==== PROVIDED RECORDS

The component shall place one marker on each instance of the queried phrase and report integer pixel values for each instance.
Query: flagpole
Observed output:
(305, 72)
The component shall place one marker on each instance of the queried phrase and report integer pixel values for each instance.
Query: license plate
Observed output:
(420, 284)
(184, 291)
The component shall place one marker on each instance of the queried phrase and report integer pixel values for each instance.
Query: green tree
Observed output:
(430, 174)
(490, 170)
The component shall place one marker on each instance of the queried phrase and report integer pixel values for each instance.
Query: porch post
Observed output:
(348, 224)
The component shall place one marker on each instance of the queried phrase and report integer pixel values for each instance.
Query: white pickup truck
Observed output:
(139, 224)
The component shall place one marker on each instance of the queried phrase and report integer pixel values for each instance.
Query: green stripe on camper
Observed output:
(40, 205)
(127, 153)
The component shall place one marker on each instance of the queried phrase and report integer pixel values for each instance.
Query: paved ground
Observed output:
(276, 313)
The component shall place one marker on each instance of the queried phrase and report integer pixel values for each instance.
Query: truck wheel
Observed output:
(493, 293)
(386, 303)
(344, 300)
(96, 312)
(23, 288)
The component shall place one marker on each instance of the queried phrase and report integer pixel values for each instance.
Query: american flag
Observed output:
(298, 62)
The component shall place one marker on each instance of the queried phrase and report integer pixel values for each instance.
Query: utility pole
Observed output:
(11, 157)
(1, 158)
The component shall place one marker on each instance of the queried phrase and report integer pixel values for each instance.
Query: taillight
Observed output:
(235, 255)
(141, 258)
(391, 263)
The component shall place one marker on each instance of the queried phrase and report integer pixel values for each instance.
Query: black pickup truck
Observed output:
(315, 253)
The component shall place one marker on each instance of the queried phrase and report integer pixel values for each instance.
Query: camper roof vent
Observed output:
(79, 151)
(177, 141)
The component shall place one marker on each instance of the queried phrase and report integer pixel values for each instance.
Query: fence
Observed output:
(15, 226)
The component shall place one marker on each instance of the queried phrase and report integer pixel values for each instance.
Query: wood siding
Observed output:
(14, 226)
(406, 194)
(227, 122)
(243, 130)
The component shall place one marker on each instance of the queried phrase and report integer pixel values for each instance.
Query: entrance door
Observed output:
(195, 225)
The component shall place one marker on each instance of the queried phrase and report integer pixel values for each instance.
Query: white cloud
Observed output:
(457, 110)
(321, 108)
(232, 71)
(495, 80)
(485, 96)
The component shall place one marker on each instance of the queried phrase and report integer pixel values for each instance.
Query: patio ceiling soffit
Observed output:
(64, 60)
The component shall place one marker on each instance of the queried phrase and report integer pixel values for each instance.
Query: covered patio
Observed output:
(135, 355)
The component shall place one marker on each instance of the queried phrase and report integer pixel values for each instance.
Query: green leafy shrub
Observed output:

========
==== PROVIDED RECORDS

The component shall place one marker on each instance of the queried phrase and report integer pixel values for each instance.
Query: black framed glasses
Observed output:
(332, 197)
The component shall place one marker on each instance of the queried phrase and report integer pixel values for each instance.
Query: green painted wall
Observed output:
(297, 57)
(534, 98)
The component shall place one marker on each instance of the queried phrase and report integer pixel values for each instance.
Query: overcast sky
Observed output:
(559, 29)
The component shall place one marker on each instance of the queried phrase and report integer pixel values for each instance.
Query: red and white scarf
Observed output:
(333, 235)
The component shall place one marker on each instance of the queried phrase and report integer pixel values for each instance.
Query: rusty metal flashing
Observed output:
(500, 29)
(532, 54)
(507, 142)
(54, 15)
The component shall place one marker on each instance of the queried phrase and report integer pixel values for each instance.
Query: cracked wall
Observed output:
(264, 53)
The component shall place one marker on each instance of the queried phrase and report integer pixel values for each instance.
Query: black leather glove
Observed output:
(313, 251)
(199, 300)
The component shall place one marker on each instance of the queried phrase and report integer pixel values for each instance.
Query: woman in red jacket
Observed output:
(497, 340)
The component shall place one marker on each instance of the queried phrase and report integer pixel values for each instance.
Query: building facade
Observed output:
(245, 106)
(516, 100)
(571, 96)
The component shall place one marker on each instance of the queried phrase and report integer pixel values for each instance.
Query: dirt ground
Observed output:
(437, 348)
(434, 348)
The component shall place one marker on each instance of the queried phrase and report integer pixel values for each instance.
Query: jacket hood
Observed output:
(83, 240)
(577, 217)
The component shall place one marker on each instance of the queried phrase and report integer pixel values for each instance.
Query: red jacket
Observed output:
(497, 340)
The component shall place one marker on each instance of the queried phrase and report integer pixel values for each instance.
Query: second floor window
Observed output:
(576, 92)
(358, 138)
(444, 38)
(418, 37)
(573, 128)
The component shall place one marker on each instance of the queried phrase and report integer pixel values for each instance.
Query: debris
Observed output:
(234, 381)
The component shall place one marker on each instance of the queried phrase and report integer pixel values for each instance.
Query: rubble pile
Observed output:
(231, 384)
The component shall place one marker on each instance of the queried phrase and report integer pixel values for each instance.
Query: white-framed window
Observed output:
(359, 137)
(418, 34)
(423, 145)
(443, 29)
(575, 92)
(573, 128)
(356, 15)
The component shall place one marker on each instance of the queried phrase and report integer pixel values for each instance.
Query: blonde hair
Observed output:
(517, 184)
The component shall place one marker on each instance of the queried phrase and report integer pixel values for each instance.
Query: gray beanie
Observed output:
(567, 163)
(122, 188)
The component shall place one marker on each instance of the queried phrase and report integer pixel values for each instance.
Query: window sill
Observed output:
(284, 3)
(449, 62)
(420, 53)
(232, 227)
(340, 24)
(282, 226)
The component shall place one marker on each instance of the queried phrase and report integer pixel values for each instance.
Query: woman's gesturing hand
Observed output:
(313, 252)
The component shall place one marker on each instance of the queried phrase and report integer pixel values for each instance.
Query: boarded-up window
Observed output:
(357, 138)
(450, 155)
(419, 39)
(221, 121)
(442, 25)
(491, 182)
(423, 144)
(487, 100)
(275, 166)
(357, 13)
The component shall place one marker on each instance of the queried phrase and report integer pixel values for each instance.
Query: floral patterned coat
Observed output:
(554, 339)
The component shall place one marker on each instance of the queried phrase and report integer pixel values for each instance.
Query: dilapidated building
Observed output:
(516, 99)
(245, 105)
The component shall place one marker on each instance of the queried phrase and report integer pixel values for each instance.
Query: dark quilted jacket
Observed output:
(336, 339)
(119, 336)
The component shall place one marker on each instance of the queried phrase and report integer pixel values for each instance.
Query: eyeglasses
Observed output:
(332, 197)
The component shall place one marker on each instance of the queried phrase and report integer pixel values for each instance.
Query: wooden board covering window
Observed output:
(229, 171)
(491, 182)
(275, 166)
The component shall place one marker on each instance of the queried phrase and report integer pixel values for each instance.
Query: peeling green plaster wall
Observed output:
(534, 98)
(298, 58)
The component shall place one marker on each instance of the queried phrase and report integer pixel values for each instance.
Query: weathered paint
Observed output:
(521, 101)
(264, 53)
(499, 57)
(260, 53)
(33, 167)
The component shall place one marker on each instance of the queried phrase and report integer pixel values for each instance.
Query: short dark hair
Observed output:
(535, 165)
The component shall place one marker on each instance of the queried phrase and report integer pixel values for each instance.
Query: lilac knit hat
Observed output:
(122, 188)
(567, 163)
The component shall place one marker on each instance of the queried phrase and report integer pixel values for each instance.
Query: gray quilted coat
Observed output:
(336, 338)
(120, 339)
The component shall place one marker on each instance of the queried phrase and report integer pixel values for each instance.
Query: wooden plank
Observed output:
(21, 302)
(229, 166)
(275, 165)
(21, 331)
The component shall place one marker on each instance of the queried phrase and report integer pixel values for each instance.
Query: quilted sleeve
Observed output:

========

> [WORK INSTRUCTIONS] Scan the listing and report each line where the word "black" shows up.

> [EXERCISE RESPONSE]
Query: black pickup truck
Query: black framed glasses
Query: black leather glove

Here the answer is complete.